**Tarefa 1**
Indique se cada afirmação abaixo está de acordo com o excerto do acórdão. Responda sim ou não e cite, sem alterações, as palavras do excerto que o comprovam.
(a) O jovem compareceu no Centro Nacional para o Asilo e Refugiados acompanhado de um familiar.
(b) A casa de acolhimento onde o jovem permaneceu situa-se na Figueira da Foz.
(c) O Ministério Público requereu a abertura do processo em 10/10/2024.
**Tarefa 2**
Retome o excerto do acórdão a partir da última frase apresentada e dê continuidade ao relatório.

LEI DE PROTEÇÃO DE CRIANÇAS E JOVENS EM PERIGO
MEDIDA DE PROMOÇÃO E PROTEÇÃO
DECISÃO PROVISÓRIA
COMPETÊNCIA TERRITORIAL
JUÍZO DE FAMÍLIA DE MENORES
ACOLHIMENTO RESIDENCIAL
DOMICÍLIO
CIDADÃO ESTRANGEIRO
CONFLITO DE COMPETÊNCIA
Sumário


I - Não sendo conhecida a residência do jovem (que compareceu, em Lisboa, no Centro Nacional para o Asilo e Refugiados, Agência para a Integração, Ligações e Asilo, desacompanhado de familiares ou de qualquer adulto que por ele se responsabilizasse, ali solicitando protecção internacional ao Estado Português), nem se mostrando possível determiná-la, o tribunal competente para a aplicação de medida de promoção e protecção, nos termos do art. 79.º, n.º 2, da LPCJP, era o juízo de Família e Menores de Lisboa do tribunal Judicial da Comarca de Lisboa, junto do qual o MP requereu a abertura de Processo Judicial de Promoção e Proteção.
II - A permanência inicial do jovem em casa de acolhimento sita na Figueira da Foz no âmbito de uma medida provisória então aplicada e a posterior sujeição do mesmo à medida de promoção e protecção de acolhimento residencial, a executar, naquele mesmo local, não constituem modificação de facto atendível para efeitos do art. 74.º, n.º 4, da LPCJP.

Texto Integral


Processo n.º 25125/24.3T8LSB.S1

I - Relatório

1. Em 10/10/2024, o Ministério Público, junto do juízo de Família e Menores de Lisboa Judicial da Comarca de Lisboa, invocando o disposto nos artigos 3.º, n.ºs 1 e 2, alíneas a) e c), 34.º, alínea a), 35.º, n.º1, alínea f), 37.º, 50.º, n.ºs1 e 2, alínea a), 72.º, n.º3, 91.º e 92.º, n.º 1, da Lei n.º147/99, de 1 de Setembro, na redacção dada pela Lei n.º141/2015, de 8 de Setembro, bem como nos termos do artigo13.º do Regulamento (CE) n.º2201/2003, de 27 de Novembro de 2003 e do artigo 79.º, n.ºs 1 e 2, da Lei n.º 27/2008 de 30 de Junho, veio requerer a abertura de Processo Judicial de Promoção e Proteção, urgente, relativamente ao menor AA, nascido a ....2008, nacional da Gâmbia.

**Excertos de dados**
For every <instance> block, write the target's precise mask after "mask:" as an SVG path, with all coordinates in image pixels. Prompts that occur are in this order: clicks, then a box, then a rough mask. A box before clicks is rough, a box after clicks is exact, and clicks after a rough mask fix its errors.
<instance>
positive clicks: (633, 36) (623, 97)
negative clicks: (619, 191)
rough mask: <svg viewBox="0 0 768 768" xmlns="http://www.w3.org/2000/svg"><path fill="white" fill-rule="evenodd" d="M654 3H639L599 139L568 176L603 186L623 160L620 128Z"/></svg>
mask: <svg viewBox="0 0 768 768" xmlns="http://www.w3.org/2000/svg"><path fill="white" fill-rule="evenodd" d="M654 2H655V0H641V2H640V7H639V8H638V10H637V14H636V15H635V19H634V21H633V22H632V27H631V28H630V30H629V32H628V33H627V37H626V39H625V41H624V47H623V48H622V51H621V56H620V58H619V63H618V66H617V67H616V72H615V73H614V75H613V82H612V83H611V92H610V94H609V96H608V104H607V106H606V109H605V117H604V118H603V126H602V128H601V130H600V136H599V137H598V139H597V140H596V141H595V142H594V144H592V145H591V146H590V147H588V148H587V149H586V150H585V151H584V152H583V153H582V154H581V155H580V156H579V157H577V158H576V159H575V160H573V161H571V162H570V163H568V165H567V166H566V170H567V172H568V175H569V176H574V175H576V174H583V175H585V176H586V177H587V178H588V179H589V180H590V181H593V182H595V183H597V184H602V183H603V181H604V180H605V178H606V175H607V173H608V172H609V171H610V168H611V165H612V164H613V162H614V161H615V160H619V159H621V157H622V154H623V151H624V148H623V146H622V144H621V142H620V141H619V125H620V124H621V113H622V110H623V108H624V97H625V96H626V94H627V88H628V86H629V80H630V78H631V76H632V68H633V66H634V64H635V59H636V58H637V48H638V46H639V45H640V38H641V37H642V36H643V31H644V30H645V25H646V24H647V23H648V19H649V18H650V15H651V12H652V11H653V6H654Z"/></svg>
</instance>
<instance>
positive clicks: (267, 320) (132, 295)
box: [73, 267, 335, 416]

**Resposta escrita 1**
(a) Não: «desacompanhado de familiares ou de qualquer adulto que por ele se responsabilizasse».
(b) Sim: «casa de acolhimento sita na Figueira da Foz».
(c) Sim: «Em 10/10/2024, o Ministério Público».

**Resposta escrita 2**
Alegando que o jovem se encontra em território português, desacompanhado e sem se ter conhecimento de familiares seus, permanecendo, presentemente, na Casa 1, sita em ..., pede que lhe seja aplicada, a título provisório, a medida de acolhimento residencial do Jovem.

2. Por despacho de 10/10/2023, o Juiz 6 do Juízo de Família e Menores de Lisboa do Tribunal Judicial da Comarca de Lisboa aplicou ao jovem AA, a título provisório, a medida de promoção e protecção de acolhimento residencial na Casa 2, sita na ....

3. Por decisão de 15/01/2025, o Juízo de Família e Menores de Lisboa (Juiz 6) do Tribunal Judicial da Comarca de Lisboa homologou, por sentença, o acordo de promoção e protecção nos termos do qual foi aplicada ao jovem, pelo período de 1 ano, a medida de acolhimento residencial a executar na Casa 2.

Mais determinou que “ao abrigo do disposto no artigo 79º, n.º 4, da Lei de Proteção de Crianças e Jovens em Perigo, determina-se que, decorridos três meses, se remetam os autos ao juízo de família e menores da área territorial onde o jovem se encontra, por ser o competente.”.

4. Remetidos os autos em conformidade, Juízo de Família e Menores da Figueira da Foz (Juiz 2) do Tribunal Judicial da Comarca de Coimbra, por despacho de 06/05/2025, declarou-se incompetente, em razão do território, atribuindo a competência ao Juízo de Família e Menores de Lisboa – Juiz 6 – do Tribunal Judicial da Comarca de Lisboa.

Sustenta, para o efeito, que a execução de medida de acolhimento residencial não determina a alteração da residência do jovem acolhido, para efeitos do disposto no n.º 4 do artigo 79.º, da Lei n.º 147/99, de 1 de Setembro (doravante LPCJP).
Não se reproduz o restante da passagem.